* [WHAT IS NEEDED] Pull out every line in the rows below that contains the string "parrot". Case counts.
"""
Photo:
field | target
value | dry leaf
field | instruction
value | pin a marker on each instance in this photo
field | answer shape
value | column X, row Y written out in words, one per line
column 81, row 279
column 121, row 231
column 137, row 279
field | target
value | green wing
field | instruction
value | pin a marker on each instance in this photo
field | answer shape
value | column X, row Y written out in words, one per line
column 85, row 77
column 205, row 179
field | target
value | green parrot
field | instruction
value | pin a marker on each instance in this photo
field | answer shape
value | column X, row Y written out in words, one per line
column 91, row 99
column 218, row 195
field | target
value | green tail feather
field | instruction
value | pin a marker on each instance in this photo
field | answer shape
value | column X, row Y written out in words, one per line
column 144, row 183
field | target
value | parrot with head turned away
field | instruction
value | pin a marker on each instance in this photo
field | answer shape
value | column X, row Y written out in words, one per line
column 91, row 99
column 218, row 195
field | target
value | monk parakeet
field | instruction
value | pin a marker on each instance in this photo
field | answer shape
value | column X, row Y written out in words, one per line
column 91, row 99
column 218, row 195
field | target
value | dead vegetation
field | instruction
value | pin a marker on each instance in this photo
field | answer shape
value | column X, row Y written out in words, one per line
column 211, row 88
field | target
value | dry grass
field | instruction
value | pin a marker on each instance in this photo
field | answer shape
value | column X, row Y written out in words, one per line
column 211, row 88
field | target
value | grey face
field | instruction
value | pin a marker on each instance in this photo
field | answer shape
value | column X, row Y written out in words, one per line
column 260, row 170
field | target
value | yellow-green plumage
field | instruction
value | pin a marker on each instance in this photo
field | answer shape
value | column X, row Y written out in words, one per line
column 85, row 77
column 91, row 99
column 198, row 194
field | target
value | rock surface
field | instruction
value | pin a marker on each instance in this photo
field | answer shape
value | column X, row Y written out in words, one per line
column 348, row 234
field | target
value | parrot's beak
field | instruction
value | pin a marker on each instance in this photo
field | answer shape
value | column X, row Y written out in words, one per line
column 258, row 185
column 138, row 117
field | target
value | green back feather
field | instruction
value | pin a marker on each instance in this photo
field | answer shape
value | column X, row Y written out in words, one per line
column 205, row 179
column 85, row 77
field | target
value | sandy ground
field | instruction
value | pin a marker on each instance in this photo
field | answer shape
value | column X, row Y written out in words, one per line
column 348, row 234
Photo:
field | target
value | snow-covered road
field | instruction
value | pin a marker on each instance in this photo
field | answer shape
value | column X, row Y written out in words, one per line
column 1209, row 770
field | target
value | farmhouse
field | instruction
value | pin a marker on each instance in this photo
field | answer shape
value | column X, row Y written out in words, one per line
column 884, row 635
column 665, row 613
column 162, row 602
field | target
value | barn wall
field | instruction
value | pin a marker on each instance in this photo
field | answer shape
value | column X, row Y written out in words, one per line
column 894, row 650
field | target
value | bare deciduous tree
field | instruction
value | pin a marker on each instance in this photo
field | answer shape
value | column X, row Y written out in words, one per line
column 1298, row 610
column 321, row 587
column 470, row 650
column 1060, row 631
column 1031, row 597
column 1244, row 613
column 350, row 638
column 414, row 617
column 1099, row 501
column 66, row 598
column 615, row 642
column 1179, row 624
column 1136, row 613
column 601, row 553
"""
* [RESPONSE]
value | green parrot
value | parrot with head turned away
value | parrot's beak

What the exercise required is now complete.